▸ Apply what you read:
- 1) Do these statements agree with the news report on Harry Reid's news conference? (a) Reid said Byrd would leave the hospital Tuesday or perhaps later in the week. (b) Kennedy's office confirmed that his cancer was in remission. (c) Byrd's spokesman said doctors had settled on a release date. For each, answer yes or no and quote the words from the report that decide it.
- 2) Continue the news report on Harry Reid's news conference from where it stops.

▸ Excerpted passage:
Senate Majority Leader Harry Reid became the latest Democrat to stray into rhetorical trouble Tuesday, botching statements on three subjects in one news conference – including the fragile health of the chamber’s most senior members.
The Nevada Democrat reported that one of them, Sen. Edward Kennedy, D-Mass., was absent because he was receiving a new round of treatment for his brain cancer. Asked if the cancer was in remission, Reid replied, “As far as I know, it is, yes.”
Kennedy’s office refused to confirm Reid’s comments or make any statement in response, the public silence a classic Washington disavowal.
Reid was then asked about Sen. Robert C. Byrd, at 91 the longest-serving senator in history, who was hospitalized over the weekend for an infection. Reid reported that Byrd was to be released from the hospital Tuesday or perhaps later in the week.
“Senator Byrd is improving,” responded his spokesman, Jesse Jacobs. “But his doctors, in consultation with his family, have not yet determined when he will be released.”
Reid also mangled his party’s position on the congressional news of the day, that Senate Democrats would join their House counterparts in withholding the money President Barack Obama needs to close the Guantanamo Bay prison until Obama comes up with a plan for relocating its prisoners.
But Reid went further than saying he wanted to see a plan for the money before Congress approves it. “We will never allow terrorists to be released into the United States,” he said.

▸ Entries shown:

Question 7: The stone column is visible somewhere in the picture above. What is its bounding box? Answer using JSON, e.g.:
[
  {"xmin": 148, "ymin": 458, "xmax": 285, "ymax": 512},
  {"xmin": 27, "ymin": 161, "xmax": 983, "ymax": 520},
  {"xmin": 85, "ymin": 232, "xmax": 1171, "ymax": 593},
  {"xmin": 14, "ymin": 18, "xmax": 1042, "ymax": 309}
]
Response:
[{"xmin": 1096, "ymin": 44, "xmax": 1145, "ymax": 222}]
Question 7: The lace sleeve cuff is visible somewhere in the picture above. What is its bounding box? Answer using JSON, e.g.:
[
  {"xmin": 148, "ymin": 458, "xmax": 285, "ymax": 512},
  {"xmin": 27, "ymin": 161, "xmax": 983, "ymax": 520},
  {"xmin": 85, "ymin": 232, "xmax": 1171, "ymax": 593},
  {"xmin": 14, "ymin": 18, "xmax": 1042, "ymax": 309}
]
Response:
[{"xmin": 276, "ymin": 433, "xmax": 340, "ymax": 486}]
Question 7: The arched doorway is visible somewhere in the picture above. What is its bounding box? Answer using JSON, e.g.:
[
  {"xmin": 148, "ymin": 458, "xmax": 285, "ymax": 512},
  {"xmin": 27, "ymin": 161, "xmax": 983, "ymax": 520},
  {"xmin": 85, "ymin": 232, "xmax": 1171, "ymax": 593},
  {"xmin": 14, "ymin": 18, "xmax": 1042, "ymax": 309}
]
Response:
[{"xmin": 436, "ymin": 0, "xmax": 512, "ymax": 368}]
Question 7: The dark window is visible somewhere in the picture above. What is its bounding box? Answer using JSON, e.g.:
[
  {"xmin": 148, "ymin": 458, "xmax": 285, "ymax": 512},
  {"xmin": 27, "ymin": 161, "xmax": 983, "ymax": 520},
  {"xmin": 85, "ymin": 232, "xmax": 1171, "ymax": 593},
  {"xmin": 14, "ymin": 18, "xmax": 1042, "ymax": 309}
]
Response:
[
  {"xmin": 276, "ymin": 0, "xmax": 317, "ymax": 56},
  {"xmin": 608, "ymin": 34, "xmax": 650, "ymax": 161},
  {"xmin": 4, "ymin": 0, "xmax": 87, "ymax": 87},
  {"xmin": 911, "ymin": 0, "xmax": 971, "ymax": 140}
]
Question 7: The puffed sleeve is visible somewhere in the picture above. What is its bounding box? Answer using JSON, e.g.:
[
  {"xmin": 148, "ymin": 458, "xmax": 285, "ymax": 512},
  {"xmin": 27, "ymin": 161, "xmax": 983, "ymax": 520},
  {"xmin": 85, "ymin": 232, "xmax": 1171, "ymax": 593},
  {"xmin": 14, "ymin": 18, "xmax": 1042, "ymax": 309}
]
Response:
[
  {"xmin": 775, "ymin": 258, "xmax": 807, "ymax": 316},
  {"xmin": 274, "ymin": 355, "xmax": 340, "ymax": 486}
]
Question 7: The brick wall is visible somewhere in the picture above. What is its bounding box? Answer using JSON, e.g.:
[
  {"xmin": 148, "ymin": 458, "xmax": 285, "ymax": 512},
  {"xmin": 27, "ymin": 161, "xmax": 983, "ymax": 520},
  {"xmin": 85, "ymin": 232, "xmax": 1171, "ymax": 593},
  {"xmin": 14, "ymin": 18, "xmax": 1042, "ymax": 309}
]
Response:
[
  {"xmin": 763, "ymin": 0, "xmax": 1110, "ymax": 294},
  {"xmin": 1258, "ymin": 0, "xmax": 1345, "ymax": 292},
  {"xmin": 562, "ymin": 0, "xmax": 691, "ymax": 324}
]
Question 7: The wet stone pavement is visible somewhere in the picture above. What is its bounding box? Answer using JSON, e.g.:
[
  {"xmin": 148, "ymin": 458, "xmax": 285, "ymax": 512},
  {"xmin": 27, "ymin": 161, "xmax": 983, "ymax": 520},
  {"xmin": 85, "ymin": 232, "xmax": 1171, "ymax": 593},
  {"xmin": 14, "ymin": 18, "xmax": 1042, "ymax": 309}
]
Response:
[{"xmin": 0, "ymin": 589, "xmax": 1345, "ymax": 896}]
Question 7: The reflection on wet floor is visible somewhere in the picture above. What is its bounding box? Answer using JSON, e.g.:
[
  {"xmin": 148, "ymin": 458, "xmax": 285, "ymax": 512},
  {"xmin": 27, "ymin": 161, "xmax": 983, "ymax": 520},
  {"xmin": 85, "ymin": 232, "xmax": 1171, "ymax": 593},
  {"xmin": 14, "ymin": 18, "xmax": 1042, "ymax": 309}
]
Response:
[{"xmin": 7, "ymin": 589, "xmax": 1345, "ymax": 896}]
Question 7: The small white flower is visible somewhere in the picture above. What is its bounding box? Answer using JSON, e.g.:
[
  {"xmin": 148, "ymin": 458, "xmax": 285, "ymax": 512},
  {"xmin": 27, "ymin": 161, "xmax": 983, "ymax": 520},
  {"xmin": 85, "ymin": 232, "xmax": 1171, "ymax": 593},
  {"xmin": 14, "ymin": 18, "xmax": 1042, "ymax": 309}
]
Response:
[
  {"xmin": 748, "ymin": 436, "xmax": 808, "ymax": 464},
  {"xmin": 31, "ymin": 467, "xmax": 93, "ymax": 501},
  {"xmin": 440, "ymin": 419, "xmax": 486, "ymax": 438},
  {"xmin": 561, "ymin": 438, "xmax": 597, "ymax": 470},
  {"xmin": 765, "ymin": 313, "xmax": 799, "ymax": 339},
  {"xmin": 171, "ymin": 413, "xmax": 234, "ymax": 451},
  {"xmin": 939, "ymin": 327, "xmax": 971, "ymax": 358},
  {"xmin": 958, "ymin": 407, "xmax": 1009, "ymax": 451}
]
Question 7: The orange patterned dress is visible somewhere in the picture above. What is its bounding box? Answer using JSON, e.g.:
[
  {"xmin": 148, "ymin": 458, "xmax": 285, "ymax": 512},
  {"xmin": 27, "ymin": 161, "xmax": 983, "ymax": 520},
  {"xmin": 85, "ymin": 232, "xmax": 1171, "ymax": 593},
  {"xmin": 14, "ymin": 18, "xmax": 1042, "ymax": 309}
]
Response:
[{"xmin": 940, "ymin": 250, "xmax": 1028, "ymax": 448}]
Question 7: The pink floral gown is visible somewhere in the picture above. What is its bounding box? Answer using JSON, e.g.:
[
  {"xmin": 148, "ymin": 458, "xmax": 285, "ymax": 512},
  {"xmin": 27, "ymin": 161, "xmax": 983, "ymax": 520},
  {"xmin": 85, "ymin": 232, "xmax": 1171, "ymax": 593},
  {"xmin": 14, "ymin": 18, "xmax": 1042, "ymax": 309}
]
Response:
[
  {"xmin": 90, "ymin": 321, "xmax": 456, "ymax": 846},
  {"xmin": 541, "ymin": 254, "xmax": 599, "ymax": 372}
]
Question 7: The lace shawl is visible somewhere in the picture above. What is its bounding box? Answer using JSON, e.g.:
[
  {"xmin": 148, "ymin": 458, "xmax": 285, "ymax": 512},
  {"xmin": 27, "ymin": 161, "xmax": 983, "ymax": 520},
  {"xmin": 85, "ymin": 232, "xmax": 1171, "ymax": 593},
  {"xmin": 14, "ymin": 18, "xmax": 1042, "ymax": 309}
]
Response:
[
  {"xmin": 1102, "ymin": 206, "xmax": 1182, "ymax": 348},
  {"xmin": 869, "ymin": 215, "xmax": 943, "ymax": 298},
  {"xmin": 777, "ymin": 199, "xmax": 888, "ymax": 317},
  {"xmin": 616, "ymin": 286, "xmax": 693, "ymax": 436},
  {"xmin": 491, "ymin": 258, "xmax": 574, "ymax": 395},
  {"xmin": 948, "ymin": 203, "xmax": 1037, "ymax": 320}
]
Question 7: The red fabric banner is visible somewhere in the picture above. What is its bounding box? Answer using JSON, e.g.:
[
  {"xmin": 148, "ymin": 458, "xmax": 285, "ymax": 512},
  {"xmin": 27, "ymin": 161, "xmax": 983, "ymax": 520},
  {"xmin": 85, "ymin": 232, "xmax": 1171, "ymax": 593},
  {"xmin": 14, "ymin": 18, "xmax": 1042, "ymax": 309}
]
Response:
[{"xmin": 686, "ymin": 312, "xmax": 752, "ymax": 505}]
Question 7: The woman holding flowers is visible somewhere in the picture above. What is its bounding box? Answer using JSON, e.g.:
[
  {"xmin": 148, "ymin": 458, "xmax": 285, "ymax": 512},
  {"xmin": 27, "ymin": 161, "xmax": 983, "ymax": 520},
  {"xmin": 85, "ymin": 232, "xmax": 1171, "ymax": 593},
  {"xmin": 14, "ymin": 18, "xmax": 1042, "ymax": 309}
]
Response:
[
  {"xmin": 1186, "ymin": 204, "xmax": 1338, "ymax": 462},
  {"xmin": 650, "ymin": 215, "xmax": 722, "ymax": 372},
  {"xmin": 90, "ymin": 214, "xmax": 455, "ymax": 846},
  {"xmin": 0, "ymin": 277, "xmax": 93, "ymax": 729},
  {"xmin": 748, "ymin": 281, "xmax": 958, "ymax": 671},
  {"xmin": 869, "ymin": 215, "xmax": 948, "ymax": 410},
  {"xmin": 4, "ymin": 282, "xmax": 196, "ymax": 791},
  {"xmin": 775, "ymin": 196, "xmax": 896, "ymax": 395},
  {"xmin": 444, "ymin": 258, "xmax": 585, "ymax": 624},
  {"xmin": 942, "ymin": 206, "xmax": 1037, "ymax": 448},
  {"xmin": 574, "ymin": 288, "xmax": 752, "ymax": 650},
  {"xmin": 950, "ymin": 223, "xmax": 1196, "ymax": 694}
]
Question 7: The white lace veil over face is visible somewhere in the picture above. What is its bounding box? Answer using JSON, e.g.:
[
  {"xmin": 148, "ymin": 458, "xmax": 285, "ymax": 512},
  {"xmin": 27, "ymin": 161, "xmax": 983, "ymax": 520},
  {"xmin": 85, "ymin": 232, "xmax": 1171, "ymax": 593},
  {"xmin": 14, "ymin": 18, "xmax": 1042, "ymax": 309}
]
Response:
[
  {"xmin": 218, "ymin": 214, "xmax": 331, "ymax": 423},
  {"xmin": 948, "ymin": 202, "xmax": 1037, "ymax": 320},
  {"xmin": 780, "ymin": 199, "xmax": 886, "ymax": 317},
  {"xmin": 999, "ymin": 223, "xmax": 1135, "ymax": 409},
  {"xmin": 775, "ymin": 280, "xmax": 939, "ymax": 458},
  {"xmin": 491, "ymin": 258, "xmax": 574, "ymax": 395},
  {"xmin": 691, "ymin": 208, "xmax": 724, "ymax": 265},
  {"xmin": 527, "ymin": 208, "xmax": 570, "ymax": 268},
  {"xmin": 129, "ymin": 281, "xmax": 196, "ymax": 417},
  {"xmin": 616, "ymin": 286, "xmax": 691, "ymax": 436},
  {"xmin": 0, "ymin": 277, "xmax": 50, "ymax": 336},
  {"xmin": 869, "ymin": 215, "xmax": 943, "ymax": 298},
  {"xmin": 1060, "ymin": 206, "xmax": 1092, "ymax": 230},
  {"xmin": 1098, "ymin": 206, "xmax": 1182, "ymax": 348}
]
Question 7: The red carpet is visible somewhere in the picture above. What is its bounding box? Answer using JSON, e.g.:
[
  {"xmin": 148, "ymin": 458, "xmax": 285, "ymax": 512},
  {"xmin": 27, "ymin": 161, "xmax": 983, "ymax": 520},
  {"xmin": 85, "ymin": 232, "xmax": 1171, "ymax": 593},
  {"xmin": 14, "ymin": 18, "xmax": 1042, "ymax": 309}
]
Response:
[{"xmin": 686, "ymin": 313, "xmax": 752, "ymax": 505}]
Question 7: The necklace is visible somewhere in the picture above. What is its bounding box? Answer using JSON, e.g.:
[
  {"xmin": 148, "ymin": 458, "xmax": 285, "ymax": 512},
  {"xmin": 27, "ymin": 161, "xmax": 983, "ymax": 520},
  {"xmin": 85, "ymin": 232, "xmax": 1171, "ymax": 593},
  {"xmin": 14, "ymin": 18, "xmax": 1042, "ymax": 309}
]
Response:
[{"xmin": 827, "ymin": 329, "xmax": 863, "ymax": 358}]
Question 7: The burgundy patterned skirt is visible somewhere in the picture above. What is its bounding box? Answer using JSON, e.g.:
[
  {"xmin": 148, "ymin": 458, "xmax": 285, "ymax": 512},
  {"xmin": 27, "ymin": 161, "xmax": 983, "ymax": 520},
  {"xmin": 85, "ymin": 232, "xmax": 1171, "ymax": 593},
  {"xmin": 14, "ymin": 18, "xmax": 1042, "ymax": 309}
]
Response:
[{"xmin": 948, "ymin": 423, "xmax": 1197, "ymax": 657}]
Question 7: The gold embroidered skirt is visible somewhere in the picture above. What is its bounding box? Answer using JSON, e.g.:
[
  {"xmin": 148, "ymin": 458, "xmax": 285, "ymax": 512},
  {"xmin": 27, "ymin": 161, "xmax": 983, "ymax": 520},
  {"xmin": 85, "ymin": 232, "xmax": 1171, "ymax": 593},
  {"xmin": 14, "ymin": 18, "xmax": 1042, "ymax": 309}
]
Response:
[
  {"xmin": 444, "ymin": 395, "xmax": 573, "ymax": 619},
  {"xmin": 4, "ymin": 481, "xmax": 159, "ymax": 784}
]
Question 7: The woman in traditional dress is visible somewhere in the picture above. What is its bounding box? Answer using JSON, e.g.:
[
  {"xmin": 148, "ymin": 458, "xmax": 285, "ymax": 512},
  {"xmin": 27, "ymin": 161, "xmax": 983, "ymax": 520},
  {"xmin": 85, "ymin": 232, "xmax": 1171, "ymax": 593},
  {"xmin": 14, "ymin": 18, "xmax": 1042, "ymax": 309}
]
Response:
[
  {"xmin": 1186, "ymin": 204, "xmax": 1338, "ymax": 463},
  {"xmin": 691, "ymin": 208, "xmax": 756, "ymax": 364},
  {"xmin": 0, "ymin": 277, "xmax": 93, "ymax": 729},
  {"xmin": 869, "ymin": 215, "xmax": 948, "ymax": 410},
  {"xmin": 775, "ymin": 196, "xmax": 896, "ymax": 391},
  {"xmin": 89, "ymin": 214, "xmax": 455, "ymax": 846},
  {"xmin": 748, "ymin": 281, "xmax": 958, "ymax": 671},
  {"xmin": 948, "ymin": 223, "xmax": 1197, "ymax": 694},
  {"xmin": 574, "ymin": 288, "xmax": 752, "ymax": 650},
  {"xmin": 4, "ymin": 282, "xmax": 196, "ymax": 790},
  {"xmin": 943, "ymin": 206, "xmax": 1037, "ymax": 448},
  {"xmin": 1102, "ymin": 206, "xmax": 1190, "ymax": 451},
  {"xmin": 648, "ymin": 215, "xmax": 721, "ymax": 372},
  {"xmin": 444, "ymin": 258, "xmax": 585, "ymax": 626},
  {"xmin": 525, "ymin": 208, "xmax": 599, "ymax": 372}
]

▸ Task responses:
- 1)
(a) Yes: "Reid reported that Byrd was to be released from the hospital Tuesday or perhaps later in the week."
(b) No: "Kennedy’s office refused to confirm Reid’s comments or make any statement in response"
(c) No: "have not yet determined when he will be released."

- 2)
No one, of course, was talking about releasing terrorism suspects among the American populace. Imprisoning them, perhaps, but not releasing them.
“Part of what we don’t want is them be put in prisons in the United States,” Reid clarified but digging himself into a bigger hole by departing significantly from some of his colleagues and administration officials. “We don’t want them around the United States.”
Did the administration put Democrats in an awkward position, asking for the money before setting out how it would be spent?
“Not at all,” said Reid.
“Yes,” his deputy, Sen. Dick Durbin replied to the same question.
Maybe this performance explains this one:
Nearly half of Nevadans have had enough of Senate Majority Leader Harry Reid as the powerful Democrat heads into his re-election campaign, a new Las Vegas Review-Journal poll finds.
About a third of the state’s voters would re-elect Reid if the 2010 election were held today, according to the poll, but 45 percent say they would definitely vote to replace him. Seventeen percent would consider another candidate.
The findings are echoed by another poll question about Reid’s popularity that finds the four-term incumbent to be a polarizing figure in his home state.
Half of Nevada voters had an unfavorable view of Reid, while 38 percent had a favorable view and 11 percent a neutral opinion.
The statewide poll of 625 Nevadans who vote regularly was conducted by telephone last week by Washington-based Mason-Dixon Polling & Research Inc. for the Review-Journal. It carries a margin of error of 4 percentage points in either direction.